(Objective):
Each record below should be output verbatim, without pictures.
>> Start Records for this task
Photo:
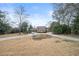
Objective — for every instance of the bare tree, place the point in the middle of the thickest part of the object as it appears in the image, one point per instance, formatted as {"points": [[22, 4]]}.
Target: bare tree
{"points": [[21, 15]]}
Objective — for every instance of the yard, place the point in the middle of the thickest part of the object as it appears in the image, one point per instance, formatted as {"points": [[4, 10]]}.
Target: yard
{"points": [[39, 45]]}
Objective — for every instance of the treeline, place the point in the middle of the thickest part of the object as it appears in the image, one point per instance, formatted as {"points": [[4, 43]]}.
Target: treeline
{"points": [[66, 18], [22, 27]]}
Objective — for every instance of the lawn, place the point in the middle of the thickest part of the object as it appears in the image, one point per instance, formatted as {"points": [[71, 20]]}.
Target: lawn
{"points": [[25, 46]]}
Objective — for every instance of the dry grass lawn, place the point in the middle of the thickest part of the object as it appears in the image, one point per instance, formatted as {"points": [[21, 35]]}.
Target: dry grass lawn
{"points": [[28, 46]]}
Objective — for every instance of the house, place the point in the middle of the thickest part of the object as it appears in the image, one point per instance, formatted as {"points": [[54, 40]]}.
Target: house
{"points": [[41, 29]]}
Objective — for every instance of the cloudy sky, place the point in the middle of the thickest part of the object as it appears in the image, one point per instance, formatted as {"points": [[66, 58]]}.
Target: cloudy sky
{"points": [[40, 13]]}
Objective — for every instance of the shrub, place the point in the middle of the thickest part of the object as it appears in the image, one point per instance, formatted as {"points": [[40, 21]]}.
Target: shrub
{"points": [[57, 29]]}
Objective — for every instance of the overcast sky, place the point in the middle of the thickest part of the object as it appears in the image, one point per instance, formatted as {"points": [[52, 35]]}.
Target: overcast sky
{"points": [[40, 13]]}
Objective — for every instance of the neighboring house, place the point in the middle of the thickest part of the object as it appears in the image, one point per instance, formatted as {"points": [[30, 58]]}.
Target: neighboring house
{"points": [[41, 29]]}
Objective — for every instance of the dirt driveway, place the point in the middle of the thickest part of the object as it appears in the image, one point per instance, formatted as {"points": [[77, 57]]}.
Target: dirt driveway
{"points": [[26, 46]]}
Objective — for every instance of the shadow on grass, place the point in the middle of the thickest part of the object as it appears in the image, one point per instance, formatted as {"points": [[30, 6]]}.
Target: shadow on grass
{"points": [[72, 41], [40, 36]]}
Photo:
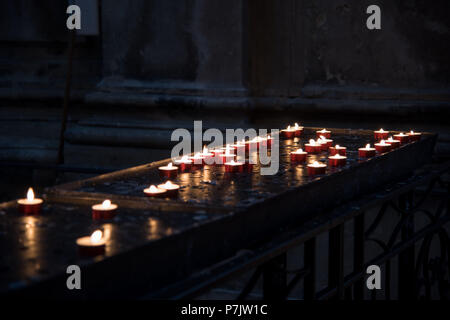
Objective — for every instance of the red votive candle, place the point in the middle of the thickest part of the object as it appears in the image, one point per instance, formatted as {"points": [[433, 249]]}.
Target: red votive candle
{"points": [[30, 205], [414, 136], [324, 132], [248, 166], [298, 156], [313, 147], [252, 145], [224, 158], [403, 138], [209, 157], [338, 150], [288, 133], [382, 147], [155, 192], [93, 245], [239, 147], [169, 171], [106, 210], [184, 164], [316, 168], [325, 143], [337, 160], [229, 149], [233, 166], [197, 160], [394, 143], [380, 135], [367, 152], [298, 130], [171, 189]]}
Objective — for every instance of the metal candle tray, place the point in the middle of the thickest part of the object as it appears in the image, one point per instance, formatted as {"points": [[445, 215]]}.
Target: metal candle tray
{"points": [[154, 242]]}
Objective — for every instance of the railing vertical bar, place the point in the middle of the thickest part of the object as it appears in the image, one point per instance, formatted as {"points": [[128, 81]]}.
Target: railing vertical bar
{"points": [[406, 274], [358, 255], [275, 278], [310, 264], [336, 260]]}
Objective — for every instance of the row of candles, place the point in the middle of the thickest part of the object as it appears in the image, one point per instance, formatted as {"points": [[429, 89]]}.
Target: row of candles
{"points": [[95, 244]]}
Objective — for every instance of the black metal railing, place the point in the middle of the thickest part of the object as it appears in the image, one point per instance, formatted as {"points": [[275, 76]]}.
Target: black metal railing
{"points": [[409, 270]]}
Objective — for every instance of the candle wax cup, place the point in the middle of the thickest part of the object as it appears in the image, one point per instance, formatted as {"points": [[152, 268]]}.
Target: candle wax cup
{"points": [[313, 148], [298, 157], [378, 135], [224, 158], [184, 166], [367, 153], [394, 143], [313, 171], [30, 207], [414, 136], [299, 132], [402, 138], [87, 248], [234, 167], [342, 151], [100, 212], [248, 167], [168, 172], [288, 134], [158, 193], [325, 134], [171, 191], [382, 148], [337, 162]]}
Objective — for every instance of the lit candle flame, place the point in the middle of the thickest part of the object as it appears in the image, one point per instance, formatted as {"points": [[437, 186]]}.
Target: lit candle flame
{"points": [[315, 164], [168, 184], [106, 204], [96, 237], [30, 194]]}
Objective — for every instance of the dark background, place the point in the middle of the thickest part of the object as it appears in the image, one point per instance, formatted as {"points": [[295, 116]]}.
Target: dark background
{"points": [[158, 65]]}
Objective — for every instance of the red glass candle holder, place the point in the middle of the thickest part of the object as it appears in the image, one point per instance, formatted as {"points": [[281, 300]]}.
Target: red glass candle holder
>> End Records for this task
(Task answer):
Photo:
Objective — for every instance of the bare tree, place the point in the middle of the thickest part of the object as it appears in the image, one point per instance, formatted as {"points": [[22, 4]]}.
Target: bare tree
{"points": [[21, 15]]}
Objective — for every instance of the yard, place the point in the middle of the thickest part of the object as it appears in the image, one point per instance, formatted as {"points": [[4, 10]]}.
Target: yard
{"points": [[39, 45]]}
Objective — for every instance of the treeline, place the point in the middle of the thickest part of the object as it appears in the image, one point per instance, formatted as {"points": [[4, 43]]}.
Target: treeline
{"points": [[66, 18], [22, 27]]}
Objective — for every instance of the lawn, place the point in the middle of the thickest part of the object as it appears in the image, one point per instance, formatted as {"points": [[71, 20]]}.
Target: lawn
{"points": [[25, 46]]}
Objective — for every instance of the dry grass lawn, place the point in the middle of the thickest part of the object as it appears in the image, one point per instance, formatted as {"points": [[21, 35]]}.
Target: dry grass lawn
{"points": [[28, 46]]}
Objective — for every instance of the house, place the point in the middle of the thickest part of the object as it appears in the image, one point per instance, formatted as {"points": [[54, 40]]}.
Target: house
{"points": [[41, 29]]}
Objective — for every instance of the cloudy sky, place the point in the middle of the thickest part of the object as it appears in the image, one point per instance, formatted as {"points": [[66, 58]]}.
Target: cloudy sky
{"points": [[40, 13]]}
Objective — for every instance of the shrub, place the point in the middle of the thickest part of the object as it appears in the image, one point per instance, formatted as {"points": [[40, 21]]}.
Target: shrub
{"points": [[57, 29]]}
Objective — for every instance of the overcast sky, place the point in the middle of the thickest part of the object as it appears in the image, one point per instance, formatted as {"points": [[52, 35]]}.
Target: overcast sky
{"points": [[40, 13]]}
Objective — for every instance of the neighboring house, place the point in the middle of the thickest part of the object as it appears in the image, one point per instance, formatted as {"points": [[30, 58]]}.
Target: neighboring house
{"points": [[41, 29]]}
Objective — for every instance of the dirt driveway, place the point in the middle of the thickest part of the object as it appears in the image, one point per instance, formatted as {"points": [[77, 57]]}.
Target: dirt driveway
{"points": [[26, 46]]}
Objective — for every instance of the shadow on grass, place the point in the middle of the thickest part of the object as it appears in the image, one point per instance, formatted as {"points": [[30, 6]]}.
Target: shadow on grass
{"points": [[72, 41], [40, 36]]}
Photo:
Objective — for every instance of the red votive candle, place the point in the middle of the thickest part of the object as it appears in the image, one point per instance, formatted as {"points": [[433, 249]]}.
Target: red votive candle
{"points": [[30, 205], [414, 136], [324, 132], [248, 166], [298, 156], [313, 147], [252, 145], [224, 158], [403, 138], [209, 157], [338, 150], [288, 133], [382, 147], [155, 192], [93, 245], [239, 147], [169, 171], [106, 210], [184, 164], [316, 168], [325, 143], [337, 160], [229, 149], [233, 166], [197, 160], [394, 143], [380, 135], [367, 152], [298, 130], [171, 189]]}
Objective — for every instance of the metal candle tray, place the point in the middle of the thickest part of the object as it appears in the image, one point per instance, formatted as {"points": [[445, 215]]}.
Target: metal candle tray
{"points": [[154, 242]]}
Objective — for every instance of the railing vertical bar, place the point in the middle of the thickest part of the object as it appears in the image, one point per instance, formatted as {"points": [[128, 81]]}.
Target: railing vertical bar
{"points": [[406, 274], [358, 255], [275, 278], [310, 264], [336, 260]]}
Objective — for every instance of the row of candles, place the point in the middle of the thickest part of the object as it appears in the image, one point per instance, formatted as {"points": [[429, 89]]}.
Target: row of candles
{"points": [[95, 244]]}
Objective — for every instance of the black metal railing, place the point in the middle of the thickest part of the object as it appears in the image, one point per instance, formatted as {"points": [[275, 76]]}.
Target: black metal railing
{"points": [[409, 270]]}
Objective — for every instance of the candle wax cup, place the point in the middle of the thickest part of the object as it appears in the image, one point per instance, formatted as {"points": [[152, 268]]}.
Target: candle wax cup
{"points": [[313, 148], [298, 157], [378, 135], [224, 158], [184, 166], [367, 153], [394, 143], [313, 171], [30, 207], [414, 136], [299, 132], [402, 138], [87, 248], [234, 167], [342, 151], [100, 212], [248, 167], [168, 172], [288, 134], [158, 193], [325, 134], [171, 191], [382, 148], [337, 162]]}
Objective — for every instance of the lit candle flame, place the point in the middle of the thickest part of the object as it appears in the image, one point per instance, formatted as {"points": [[437, 186]]}.
Target: lit candle flame
{"points": [[315, 164], [168, 184], [106, 204], [96, 237], [30, 194]]}
Objective — for every instance of the dark background, place the point in the middle of the thickest part of the object as it appears in the image, one point per instance, formatted as {"points": [[295, 116]]}.
Target: dark background
{"points": [[158, 65]]}
Objective — for every instance of the red glass candle holder, place the point in the middle of the thickest part of the object as it appears in the image, one point per instance, formatted as {"points": [[281, 300]]}.
Target: red glass candle holder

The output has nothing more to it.